> PROBLEM DETAILS:
Show each line of the records below that contains the word "wheel", copying every such line in full and in its original order.

______

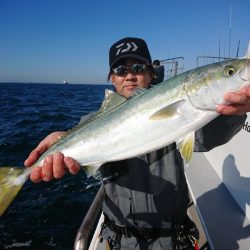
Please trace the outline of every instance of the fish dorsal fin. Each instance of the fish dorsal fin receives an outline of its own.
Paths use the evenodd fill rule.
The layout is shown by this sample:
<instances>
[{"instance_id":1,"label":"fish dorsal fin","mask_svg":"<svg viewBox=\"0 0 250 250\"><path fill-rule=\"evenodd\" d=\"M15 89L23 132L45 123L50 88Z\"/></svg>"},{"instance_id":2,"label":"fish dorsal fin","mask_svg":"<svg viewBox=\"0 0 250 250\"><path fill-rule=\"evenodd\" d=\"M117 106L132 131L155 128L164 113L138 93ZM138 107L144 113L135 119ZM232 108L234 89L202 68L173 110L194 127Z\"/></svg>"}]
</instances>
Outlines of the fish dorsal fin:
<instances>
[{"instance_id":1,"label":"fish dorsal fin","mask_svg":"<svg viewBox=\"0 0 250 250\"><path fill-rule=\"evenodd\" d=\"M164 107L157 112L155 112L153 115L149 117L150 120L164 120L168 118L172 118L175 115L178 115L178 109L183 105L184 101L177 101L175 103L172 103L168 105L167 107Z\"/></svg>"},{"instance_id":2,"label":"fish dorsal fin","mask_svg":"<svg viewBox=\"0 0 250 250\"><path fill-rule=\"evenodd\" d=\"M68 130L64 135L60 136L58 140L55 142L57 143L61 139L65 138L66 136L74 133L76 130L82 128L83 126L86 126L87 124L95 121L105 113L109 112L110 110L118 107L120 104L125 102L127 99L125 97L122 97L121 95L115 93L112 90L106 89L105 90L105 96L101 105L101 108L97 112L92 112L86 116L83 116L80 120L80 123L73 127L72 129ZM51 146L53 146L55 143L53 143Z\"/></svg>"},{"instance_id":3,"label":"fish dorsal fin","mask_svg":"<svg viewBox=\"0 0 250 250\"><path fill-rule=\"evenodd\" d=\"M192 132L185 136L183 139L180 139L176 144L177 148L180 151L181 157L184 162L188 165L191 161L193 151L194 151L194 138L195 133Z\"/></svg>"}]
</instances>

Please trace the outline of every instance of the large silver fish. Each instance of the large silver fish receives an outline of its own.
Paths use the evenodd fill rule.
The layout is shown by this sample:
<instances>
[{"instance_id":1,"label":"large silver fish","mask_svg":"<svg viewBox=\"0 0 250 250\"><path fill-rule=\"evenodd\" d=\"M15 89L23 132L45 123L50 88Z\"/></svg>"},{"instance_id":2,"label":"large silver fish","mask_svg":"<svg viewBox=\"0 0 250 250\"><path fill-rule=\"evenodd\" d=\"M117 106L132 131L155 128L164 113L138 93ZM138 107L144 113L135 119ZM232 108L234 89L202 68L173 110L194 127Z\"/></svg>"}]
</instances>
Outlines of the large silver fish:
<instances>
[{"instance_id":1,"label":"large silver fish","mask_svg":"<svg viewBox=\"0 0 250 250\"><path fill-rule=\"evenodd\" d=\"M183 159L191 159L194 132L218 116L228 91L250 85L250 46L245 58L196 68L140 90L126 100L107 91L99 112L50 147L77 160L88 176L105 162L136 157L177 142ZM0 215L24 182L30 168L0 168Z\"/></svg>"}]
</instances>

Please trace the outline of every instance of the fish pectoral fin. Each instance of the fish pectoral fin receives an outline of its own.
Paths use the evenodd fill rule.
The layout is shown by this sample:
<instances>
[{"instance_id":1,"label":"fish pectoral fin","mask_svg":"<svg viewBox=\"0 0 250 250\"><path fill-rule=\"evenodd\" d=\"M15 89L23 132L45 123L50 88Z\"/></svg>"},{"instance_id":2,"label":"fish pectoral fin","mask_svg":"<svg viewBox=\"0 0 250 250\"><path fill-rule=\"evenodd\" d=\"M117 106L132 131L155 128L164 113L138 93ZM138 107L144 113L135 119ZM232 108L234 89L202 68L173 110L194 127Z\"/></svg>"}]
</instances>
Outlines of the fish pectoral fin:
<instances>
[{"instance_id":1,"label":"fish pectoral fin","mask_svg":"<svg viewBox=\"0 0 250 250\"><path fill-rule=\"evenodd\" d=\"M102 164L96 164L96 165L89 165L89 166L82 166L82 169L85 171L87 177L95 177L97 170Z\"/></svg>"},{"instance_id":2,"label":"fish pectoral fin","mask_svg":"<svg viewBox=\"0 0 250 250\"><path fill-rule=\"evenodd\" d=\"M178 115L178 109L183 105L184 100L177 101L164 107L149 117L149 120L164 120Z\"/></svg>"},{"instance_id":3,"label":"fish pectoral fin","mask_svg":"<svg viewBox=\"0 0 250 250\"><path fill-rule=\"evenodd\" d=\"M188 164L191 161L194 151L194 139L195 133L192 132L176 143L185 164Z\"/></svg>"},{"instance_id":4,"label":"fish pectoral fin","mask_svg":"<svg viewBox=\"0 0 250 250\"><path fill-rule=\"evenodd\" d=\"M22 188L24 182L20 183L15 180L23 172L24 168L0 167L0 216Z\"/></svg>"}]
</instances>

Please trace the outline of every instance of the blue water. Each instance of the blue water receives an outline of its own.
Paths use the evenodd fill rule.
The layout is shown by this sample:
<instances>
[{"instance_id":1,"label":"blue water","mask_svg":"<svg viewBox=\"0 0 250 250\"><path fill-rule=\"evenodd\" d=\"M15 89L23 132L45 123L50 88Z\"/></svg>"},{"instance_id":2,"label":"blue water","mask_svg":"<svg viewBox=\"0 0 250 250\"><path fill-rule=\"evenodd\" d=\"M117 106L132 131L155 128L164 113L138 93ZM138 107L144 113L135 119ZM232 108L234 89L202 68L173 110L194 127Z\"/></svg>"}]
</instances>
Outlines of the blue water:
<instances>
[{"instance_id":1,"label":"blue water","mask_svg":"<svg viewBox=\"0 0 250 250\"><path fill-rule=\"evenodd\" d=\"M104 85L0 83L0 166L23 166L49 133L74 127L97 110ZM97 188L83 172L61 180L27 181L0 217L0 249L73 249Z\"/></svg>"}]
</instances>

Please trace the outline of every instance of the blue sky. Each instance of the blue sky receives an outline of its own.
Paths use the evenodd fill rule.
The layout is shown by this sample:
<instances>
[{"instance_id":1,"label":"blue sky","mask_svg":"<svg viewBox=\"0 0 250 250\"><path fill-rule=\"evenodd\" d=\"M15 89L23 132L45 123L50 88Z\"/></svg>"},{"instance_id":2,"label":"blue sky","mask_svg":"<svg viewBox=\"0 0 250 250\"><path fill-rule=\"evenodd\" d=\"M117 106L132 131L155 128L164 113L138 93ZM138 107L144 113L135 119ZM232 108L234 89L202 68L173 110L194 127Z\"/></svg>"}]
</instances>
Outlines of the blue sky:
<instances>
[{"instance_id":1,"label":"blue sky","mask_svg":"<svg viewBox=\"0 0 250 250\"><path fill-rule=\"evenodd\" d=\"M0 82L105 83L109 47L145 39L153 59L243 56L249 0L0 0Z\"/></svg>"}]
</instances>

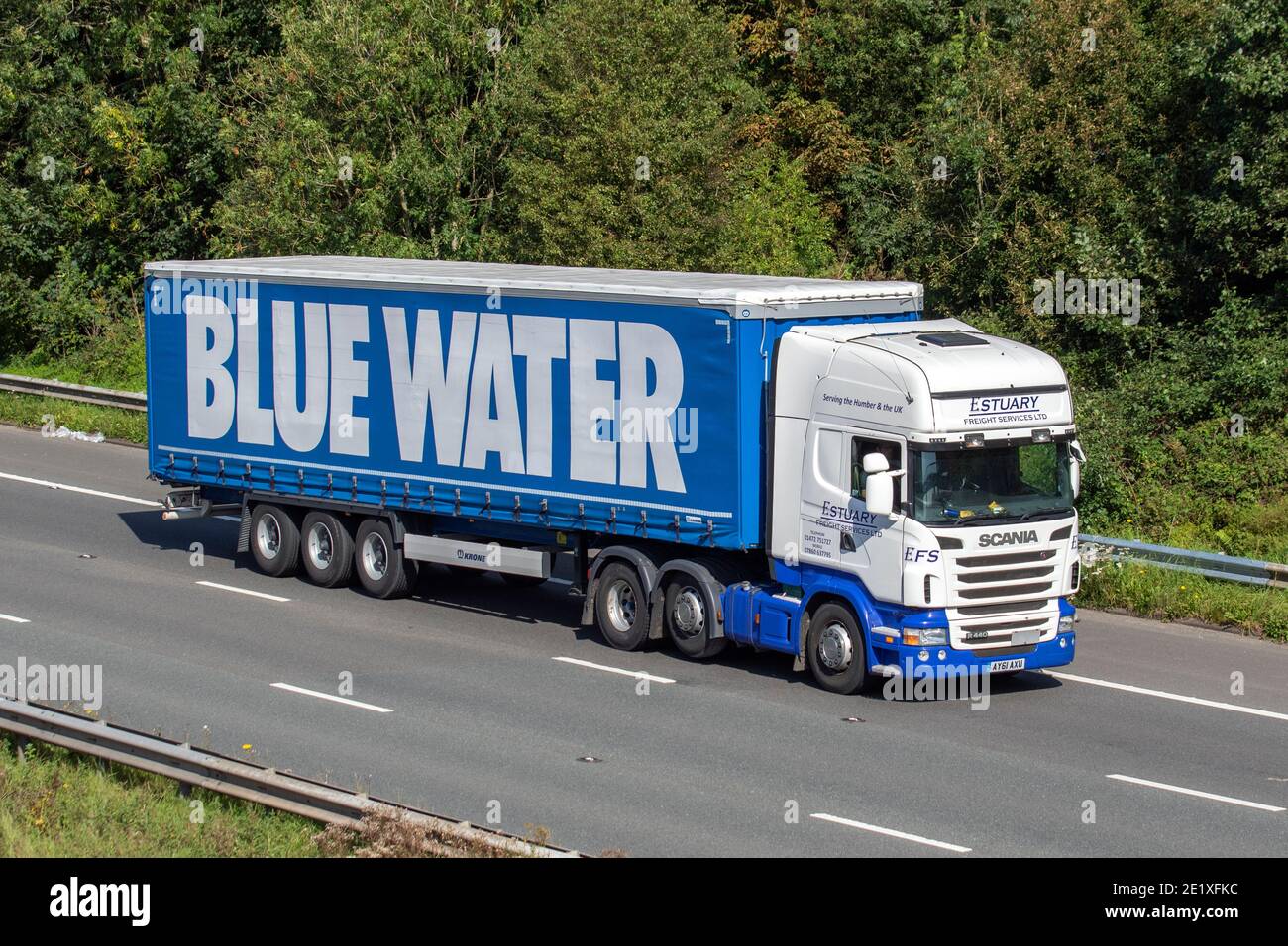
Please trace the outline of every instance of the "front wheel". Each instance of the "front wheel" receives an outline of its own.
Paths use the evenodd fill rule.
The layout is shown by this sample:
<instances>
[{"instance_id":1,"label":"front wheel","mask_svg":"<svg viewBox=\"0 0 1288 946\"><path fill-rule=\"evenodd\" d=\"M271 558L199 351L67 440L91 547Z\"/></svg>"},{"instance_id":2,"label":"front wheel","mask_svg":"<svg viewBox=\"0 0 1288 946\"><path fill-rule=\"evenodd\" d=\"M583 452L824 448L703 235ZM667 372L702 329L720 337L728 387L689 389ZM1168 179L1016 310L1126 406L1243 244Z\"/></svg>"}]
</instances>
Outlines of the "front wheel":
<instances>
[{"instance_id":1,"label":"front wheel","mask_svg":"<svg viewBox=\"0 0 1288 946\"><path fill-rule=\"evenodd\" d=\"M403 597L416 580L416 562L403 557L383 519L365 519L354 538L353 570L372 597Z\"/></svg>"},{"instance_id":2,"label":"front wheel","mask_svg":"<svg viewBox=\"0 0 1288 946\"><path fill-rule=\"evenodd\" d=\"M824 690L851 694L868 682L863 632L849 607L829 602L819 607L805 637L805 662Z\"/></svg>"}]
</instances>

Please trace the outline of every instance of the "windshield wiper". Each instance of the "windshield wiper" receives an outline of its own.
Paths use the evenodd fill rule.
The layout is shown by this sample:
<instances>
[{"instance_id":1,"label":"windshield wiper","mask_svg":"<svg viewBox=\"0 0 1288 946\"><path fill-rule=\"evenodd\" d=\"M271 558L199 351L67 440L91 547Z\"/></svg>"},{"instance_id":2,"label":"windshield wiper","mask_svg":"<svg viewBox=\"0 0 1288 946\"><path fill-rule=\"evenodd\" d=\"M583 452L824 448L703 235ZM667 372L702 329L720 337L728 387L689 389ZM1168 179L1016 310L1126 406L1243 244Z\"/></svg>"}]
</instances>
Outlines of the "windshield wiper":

______

> RESULT OF THIS TASK:
Please trace the outline of every instance of the "front wheel". Each instance of the "front wheel" receives an outline of its own.
[{"instance_id":1,"label":"front wheel","mask_svg":"<svg viewBox=\"0 0 1288 946\"><path fill-rule=\"evenodd\" d=\"M271 558L199 351L67 440L91 547Z\"/></svg>"},{"instance_id":2,"label":"front wheel","mask_svg":"<svg viewBox=\"0 0 1288 946\"><path fill-rule=\"evenodd\" d=\"M583 452L824 448L703 235ZM667 372L702 329L720 337L728 387L689 389ZM1168 179L1016 310L1126 406L1243 244Z\"/></svg>"}]
Outlines of the "front wheel":
[{"instance_id":1,"label":"front wheel","mask_svg":"<svg viewBox=\"0 0 1288 946\"><path fill-rule=\"evenodd\" d=\"M403 597L416 580L416 562L403 557L383 519L365 519L354 538L353 570L372 597Z\"/></svg>"},{"instance_id":2,"label":"front wheel","mask_svg":"<svg viewBox=\"0 0 1288 946\"><path fill-rule=\"evenodd\" d=\"M824 690L851 694L868 682L863 632L849 607L829 602L819 607L805 637L805 662Z\"/></svg>"}]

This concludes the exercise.